- _Required actions_
[A] From the modeling methods section, reproduce the passage that begins at the words "RF is an ensemble" and stops after the words "hyperparameter tuning [25].".
[B] Translate into Spanish this sentence from the modeling methods section: "Bagging is an ensemble technique that trains multiple models on different bootstrap samples (random sampling with replacement) of the original dataset."

- _Text section_
--- START ---

3. Materials and Methods

3.1. Modeling Methods

The main modeling was performed using two different ML methods implemented within the Weka software package 3.9.6 [24]: 1. Decision trees were used for the classification of categorical outcomes, i.e., models describing and explaining total coliforms and E. coli bacteria, and 2. model trees were used for the prediction of numeric variables, i.e., models simulating/predicting total coliforms and E. coli bacteria seven days in advance. For prediction purposes, models such as RF, Multi-Layer Perceptron (M-LP), Bagging, and XGBoost were also used and comparatively evaluated in this research. All the models were implemented in the Weka software package 3.9.6, where the XGBoost model can be uploaded through a plugin package [24].

RF is an ensemble method that builds multiple DTs using different subsets of data and combines their predictions (e.g., majority voting for classification or averaging for regression). It uses random feature selection at each split, which reduces the correlation between trees and improves generalization. RF has been described as robust, accurate, and resistant to overfitting, often requiring minimal hyperparameter tuning [25].

M-LP is a type of artificial neural network (ANN) composed of at least three layers: an input layer, one or more hidden layers, and an output layer. Each neuron applies a nonlinear activation function (e.g., sigmoid, ReLU) to model complex relationships in the data. M-LP is powerful when it comes to learning nonlinear functions but can be sensitive to hyperparameters (number of hidden units, learning rate, etc.) and generally requires longer training times compared with classic methods such as trees [24].

Bagging is an ensemble technique that trains multiple models on different bootstrap samples (random sampling with replacement) of the original dataset. Its strength lies in reducing model variance, especially for decision trees, while maintaining low bias. Bagging is a common method for improving the performance of “unstable” models, making predictions more robust and less sensitive to noise [26].

--- END ---

- _Data to examine_
--- START ---

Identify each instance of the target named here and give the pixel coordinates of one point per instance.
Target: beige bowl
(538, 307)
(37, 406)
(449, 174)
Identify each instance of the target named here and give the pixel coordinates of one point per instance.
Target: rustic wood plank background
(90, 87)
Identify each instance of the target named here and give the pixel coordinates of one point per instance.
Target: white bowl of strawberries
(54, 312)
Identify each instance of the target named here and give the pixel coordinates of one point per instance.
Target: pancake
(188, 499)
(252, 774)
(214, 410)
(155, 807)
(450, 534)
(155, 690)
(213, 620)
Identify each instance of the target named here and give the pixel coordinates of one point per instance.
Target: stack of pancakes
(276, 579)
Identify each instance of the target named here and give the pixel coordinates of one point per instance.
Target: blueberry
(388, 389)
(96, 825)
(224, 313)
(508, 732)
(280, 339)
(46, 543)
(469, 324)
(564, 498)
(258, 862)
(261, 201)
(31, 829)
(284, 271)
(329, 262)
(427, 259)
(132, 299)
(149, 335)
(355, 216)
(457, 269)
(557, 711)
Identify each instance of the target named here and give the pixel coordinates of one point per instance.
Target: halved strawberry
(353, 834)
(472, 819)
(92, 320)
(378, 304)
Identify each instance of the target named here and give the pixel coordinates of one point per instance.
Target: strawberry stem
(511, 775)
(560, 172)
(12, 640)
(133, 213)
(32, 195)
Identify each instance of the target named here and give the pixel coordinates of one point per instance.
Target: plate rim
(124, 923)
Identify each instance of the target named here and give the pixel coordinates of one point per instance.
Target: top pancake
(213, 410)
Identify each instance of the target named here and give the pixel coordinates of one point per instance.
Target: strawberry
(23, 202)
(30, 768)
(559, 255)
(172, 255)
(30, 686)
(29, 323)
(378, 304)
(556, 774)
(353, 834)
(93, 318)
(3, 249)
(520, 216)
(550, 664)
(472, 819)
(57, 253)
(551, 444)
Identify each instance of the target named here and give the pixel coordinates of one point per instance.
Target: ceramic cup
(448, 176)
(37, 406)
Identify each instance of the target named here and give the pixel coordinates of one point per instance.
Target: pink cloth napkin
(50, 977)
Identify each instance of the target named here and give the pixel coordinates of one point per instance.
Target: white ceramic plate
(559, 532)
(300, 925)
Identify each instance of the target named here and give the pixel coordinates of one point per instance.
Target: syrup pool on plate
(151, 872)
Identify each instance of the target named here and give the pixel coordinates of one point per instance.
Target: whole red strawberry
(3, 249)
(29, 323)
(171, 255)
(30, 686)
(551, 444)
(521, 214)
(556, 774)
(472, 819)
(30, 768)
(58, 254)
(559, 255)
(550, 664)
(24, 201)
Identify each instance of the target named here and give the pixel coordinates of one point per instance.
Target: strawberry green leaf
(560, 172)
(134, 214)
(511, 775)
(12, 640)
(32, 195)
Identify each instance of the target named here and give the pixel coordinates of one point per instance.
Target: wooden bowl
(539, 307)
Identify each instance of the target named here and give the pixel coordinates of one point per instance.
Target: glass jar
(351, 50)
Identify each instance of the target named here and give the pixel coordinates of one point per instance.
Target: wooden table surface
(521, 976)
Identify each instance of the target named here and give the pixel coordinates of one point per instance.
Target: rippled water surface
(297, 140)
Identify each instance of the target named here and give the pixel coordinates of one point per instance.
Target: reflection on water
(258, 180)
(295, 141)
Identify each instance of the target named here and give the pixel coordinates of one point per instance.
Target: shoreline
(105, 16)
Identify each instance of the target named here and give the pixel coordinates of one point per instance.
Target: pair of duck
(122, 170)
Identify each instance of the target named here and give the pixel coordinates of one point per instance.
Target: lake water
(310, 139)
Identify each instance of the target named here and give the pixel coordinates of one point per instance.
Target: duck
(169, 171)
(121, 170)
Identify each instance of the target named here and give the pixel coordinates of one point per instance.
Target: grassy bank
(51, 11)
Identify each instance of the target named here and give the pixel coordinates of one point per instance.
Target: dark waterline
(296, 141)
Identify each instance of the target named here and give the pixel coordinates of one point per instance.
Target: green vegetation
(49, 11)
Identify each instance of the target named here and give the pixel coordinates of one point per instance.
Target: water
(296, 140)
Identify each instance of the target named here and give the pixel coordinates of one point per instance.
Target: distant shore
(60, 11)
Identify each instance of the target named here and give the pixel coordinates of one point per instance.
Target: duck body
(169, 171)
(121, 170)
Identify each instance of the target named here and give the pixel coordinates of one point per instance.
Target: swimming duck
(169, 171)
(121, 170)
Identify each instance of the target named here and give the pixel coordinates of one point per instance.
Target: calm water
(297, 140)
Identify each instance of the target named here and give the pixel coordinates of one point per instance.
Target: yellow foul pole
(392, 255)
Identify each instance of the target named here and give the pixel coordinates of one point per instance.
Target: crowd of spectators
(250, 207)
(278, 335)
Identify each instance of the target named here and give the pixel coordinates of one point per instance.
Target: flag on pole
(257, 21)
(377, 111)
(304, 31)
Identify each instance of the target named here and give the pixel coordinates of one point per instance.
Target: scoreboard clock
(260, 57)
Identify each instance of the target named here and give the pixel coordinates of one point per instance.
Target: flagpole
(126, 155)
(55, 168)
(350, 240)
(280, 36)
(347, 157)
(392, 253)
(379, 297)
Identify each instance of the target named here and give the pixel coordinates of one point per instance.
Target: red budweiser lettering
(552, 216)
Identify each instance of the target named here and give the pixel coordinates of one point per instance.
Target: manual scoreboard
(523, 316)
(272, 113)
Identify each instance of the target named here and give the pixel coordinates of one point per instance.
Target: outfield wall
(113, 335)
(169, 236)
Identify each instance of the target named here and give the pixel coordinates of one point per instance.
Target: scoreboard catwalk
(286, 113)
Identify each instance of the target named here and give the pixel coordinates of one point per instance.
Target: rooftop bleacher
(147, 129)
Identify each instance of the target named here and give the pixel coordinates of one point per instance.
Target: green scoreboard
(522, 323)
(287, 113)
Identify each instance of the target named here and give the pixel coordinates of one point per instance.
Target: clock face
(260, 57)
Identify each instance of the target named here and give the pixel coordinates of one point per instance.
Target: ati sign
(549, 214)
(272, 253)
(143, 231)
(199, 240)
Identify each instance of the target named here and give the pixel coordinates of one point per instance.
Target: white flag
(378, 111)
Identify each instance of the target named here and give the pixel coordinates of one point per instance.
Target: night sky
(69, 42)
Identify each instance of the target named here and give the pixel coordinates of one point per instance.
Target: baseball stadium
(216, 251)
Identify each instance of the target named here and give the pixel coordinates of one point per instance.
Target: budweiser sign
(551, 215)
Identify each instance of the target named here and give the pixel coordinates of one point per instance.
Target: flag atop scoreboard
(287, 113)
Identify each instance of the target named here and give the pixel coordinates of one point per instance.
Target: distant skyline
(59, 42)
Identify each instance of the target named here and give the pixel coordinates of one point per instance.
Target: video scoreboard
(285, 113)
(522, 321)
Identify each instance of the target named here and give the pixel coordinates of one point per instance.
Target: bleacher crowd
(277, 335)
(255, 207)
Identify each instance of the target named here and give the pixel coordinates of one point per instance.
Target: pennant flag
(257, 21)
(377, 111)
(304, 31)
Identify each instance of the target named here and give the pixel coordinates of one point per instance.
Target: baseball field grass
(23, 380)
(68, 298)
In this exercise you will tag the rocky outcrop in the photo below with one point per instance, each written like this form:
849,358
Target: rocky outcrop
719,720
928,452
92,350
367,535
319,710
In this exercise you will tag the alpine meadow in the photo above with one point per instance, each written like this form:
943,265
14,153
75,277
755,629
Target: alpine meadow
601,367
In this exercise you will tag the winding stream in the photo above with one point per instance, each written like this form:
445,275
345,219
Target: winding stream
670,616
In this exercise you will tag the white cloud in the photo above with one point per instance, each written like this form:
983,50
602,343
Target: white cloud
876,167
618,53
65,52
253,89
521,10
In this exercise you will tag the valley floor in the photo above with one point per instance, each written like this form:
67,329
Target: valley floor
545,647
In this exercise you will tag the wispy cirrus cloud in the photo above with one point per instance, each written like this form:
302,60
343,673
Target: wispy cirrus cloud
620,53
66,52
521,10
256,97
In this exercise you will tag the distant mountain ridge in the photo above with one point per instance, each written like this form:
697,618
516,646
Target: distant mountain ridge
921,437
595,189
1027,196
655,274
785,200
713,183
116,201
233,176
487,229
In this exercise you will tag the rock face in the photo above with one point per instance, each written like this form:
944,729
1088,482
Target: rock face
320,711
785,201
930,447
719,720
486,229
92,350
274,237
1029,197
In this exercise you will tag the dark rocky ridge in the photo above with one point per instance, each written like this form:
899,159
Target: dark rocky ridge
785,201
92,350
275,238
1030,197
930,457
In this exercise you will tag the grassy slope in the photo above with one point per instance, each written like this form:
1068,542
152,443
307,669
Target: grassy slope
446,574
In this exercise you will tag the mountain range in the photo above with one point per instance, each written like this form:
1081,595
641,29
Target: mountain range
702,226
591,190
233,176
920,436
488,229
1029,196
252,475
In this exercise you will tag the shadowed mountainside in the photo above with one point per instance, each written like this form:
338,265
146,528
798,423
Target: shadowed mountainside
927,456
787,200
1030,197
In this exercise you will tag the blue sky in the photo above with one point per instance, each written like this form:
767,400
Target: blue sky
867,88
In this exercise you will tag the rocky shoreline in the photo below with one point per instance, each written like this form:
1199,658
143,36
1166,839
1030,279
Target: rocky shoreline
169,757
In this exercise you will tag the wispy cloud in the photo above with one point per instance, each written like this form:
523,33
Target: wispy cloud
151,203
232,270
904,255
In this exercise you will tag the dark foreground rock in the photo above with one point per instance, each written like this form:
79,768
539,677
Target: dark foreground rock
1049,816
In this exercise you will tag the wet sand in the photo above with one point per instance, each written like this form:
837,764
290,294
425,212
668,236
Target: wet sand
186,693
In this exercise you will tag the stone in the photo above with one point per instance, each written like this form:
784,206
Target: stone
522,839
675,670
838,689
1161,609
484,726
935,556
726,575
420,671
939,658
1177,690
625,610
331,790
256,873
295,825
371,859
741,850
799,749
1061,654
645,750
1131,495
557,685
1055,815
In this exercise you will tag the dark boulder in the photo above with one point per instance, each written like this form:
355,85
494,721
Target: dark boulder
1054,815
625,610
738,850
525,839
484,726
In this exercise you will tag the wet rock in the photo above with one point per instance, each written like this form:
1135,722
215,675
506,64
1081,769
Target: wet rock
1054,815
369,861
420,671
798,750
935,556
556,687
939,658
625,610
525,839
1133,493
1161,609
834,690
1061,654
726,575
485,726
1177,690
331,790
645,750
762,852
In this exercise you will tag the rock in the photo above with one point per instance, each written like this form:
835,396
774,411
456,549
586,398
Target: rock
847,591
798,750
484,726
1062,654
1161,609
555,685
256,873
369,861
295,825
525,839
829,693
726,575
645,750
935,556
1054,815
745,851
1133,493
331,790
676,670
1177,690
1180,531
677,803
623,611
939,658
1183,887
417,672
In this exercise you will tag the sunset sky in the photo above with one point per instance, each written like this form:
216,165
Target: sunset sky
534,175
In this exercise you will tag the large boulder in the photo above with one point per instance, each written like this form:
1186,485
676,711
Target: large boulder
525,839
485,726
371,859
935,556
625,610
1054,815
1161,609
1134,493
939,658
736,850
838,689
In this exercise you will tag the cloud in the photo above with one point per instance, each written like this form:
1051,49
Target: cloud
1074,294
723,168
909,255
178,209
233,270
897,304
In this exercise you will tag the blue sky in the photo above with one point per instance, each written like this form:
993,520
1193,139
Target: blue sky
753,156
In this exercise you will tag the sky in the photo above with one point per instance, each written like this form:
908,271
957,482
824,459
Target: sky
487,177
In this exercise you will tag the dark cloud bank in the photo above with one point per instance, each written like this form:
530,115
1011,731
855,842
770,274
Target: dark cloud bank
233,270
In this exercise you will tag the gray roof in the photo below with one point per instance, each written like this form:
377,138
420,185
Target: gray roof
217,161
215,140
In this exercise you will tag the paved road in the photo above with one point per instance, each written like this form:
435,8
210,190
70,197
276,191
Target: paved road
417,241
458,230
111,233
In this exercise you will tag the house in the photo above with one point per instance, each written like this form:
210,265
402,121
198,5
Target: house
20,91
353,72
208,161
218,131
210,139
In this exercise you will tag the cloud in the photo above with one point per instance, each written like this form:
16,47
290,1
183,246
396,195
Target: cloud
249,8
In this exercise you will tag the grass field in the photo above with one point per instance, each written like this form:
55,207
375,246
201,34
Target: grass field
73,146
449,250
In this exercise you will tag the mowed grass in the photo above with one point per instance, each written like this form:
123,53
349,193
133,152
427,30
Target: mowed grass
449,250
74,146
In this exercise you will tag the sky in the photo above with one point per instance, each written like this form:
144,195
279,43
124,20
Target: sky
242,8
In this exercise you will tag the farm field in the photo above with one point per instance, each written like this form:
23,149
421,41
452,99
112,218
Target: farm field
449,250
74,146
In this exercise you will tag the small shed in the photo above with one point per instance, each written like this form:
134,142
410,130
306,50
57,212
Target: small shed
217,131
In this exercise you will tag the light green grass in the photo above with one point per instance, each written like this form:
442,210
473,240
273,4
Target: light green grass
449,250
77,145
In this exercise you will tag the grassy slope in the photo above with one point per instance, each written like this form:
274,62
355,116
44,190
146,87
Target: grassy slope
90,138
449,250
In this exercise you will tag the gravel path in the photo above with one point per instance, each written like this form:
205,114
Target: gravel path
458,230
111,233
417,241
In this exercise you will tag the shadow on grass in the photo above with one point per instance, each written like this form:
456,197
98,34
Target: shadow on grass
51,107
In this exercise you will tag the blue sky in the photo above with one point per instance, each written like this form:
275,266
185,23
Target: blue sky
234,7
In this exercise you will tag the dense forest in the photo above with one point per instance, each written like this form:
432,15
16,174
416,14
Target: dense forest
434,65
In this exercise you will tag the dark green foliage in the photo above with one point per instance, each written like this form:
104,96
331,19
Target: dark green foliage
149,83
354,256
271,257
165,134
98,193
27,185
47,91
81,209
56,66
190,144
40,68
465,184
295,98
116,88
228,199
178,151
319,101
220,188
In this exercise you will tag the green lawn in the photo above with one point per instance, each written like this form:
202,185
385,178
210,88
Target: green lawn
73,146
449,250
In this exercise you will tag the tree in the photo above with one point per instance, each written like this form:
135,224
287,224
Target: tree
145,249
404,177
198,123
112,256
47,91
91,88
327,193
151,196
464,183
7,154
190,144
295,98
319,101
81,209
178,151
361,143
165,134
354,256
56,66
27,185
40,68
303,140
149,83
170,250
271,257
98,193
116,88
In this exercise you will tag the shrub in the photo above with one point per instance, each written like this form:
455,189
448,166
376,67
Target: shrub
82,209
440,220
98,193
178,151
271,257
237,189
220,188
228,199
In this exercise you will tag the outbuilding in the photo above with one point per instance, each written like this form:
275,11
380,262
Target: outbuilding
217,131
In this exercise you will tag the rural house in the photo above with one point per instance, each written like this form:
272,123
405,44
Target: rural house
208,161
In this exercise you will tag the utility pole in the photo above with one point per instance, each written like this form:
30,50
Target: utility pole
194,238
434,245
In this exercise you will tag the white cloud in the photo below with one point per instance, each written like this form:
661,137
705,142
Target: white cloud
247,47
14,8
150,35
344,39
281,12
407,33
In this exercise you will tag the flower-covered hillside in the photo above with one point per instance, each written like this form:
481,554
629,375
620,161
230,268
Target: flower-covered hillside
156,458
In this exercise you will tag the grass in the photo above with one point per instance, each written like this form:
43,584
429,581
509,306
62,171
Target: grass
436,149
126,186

--- END ---

- _Responses for each task_
[A]
RF is an ensemble method that builds multiple DTs using different subsets of data and combines their predictions (e.g., majority voting for classification or averaging for regression). It uses random feature selection at each split, which reduces the correlation between trees and improves generalization. RF has been described as robust, accurate, and resistant to overfitting, often requiring minimal hyperparameter tuning [25].

[B] El bagging es una técnica de conjunto que entrena múltiples modelos con diferentes muestras bootstrap (muestreo aleatorio con reemplazo) del conjunto de datos original.